WHAT NEEDS TO BE DONE ▸
All records are to be printed exactly as they appear.

Entries taken from a collection:
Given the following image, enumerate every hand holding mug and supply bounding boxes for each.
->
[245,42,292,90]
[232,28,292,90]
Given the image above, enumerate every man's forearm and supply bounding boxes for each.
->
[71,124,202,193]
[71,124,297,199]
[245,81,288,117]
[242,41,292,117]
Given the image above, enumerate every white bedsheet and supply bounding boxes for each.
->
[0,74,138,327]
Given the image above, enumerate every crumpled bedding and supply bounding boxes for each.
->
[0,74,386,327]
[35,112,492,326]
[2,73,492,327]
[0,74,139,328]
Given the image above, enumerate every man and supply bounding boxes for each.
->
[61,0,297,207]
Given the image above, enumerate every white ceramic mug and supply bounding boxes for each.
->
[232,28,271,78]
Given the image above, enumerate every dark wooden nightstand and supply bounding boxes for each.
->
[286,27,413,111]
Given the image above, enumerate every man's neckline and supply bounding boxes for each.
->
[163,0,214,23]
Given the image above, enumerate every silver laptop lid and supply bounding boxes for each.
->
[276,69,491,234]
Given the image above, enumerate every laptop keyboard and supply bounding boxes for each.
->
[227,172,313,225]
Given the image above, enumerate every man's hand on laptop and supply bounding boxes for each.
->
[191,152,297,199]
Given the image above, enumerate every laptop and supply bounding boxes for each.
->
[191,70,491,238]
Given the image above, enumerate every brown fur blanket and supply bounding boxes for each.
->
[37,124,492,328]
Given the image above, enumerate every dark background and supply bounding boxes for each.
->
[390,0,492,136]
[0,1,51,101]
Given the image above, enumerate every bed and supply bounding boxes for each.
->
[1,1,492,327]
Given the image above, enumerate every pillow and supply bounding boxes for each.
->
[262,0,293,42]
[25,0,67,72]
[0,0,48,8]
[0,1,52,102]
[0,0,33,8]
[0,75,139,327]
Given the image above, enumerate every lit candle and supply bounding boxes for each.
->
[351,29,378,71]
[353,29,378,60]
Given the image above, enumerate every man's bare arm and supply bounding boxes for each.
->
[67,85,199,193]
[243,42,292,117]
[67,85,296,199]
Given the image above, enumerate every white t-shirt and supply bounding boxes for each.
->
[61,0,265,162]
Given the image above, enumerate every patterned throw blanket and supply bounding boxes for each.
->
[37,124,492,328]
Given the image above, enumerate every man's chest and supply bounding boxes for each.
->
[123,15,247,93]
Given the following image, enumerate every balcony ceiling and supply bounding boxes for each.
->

TASK RESPONSE ▸
Given the following image, enumerate every hand holding mug and supply bounding boxes for each.
->
[245,42,292,90]
[232,28,292,90]
Given the image above, enumerate every man's forearm and supply bounding boxes for each.
->
[71,124,202,193]
[71,124,297,199]
[245,81,288,117]
[242,41,292,117]
Given the image above, enumerate every white bedsheet and supply bounding boxes for each.
->
[0,74,138,327]
Given the image above, enumerate every crumpled bedding and supply bounding boxes for each.
->
[0,74,386,327]
[35,112,492,326]
[2,73,492,327]
[0,74,139,328]
Given the image above, enumerate every man and supply bounding boxes for each.
->
[61,0,297,207]
Given the image above, enumerate every white ceramic mug and supply bounding boxes for each.
->
[232,28,271,78]
Given the image above, enumerate every dark wooden nightstand and supply bounding boxes for each.
->
[286,27,413,111]
Given the image above, enumerate every man's neckline and supply bounding boxes for each.
->
[163,0,214,23]
Given the image above, enumerate every silver laptop lid and supply bounding boxes for each.
->
[276,69,491,234]
Given the image above, enumerate every laptop keyboard and supply bounding boxes for each.
->
[227,172,313,225]
Given the image above, enumerate every man's hand on laptop and supply bounding boxes for each.
->
[191,152,297,199]
Given the image above, enumerate every laptop and supply bounding boxes for each.
->
[191,70,491,238]
Given the image above, enumerate every brown fur blanket and supply bounding boxes for each.
->
[37,124,492,328]
Given the image above, enumerate every dark background and supply bounding boxes for each.
->
[390,0,492,136]
[0,1,51,101]
Given the image above, enumerate every bed and supply bounding boxes for each.
->
[1,1,492,327]
Given the image above, enumerate every pillow and supply bounding boxes for each.
->
[262,0,293,42]
[25,0,67,72]
[0,0,48,8]
[0,1,52,102]
[0,0,33,8]
[0,75,139,327]
Given the image above, enumerate every lit candle and supply bounding boxes for each.
->
[351,29,378,71]
[353,29,378,60]
Given the image above, enumerate every man's bare arm and supply bounding boxes for each.
->
[67,85,199,193]
[243,42,292,117]
[67,85,296,199]
Given the image above, enumerate every white t-shirt and supply bounding boxes for each.
->
[61,0,265,162]
Given the image above, enumerate every patterned throw blanket and supply bounding boxes for each.
->
[37,124,492,328]
Given the image above, enumerate every man's chest and supply bounding boxes for each.
->
[123,15,247,93]
Given the following image, enumerate every balcony ceiling and supply bounding boxes for each.
->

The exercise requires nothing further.